* REQUIRED ACTION
Take from the data every line in which the word "mode" is found.

* WORKING DATA
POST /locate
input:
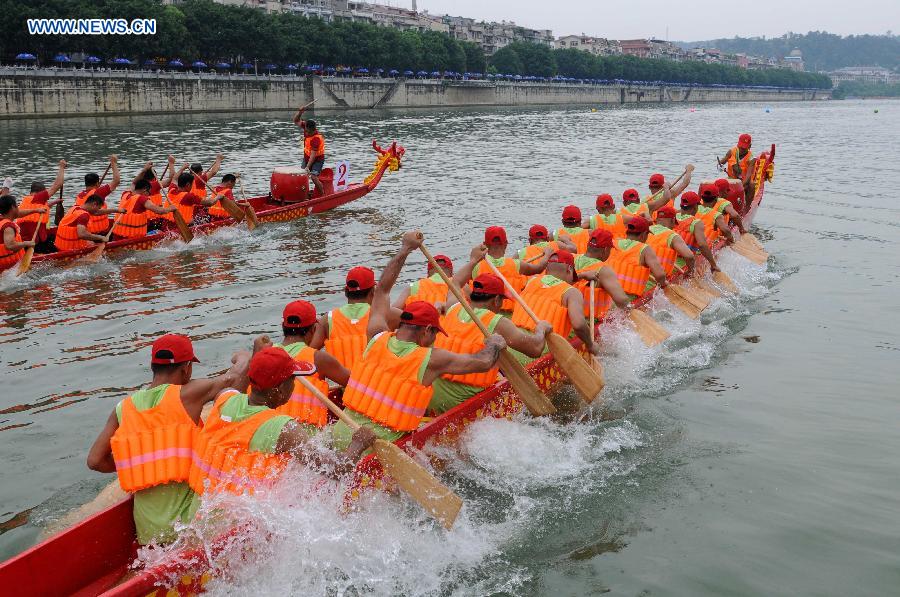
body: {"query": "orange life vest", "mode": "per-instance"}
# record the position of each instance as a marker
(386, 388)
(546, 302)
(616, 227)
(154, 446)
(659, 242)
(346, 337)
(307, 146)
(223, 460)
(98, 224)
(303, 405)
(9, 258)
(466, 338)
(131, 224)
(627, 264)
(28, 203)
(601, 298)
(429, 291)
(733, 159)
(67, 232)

...

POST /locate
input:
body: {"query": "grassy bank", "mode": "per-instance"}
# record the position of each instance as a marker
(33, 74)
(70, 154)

* SOLUTION TO THE EXERCISE
body: {"query": "orange life vest", "mode": "per-instance"}
body: {"query": "grassy bank", "mode": "per-instance"}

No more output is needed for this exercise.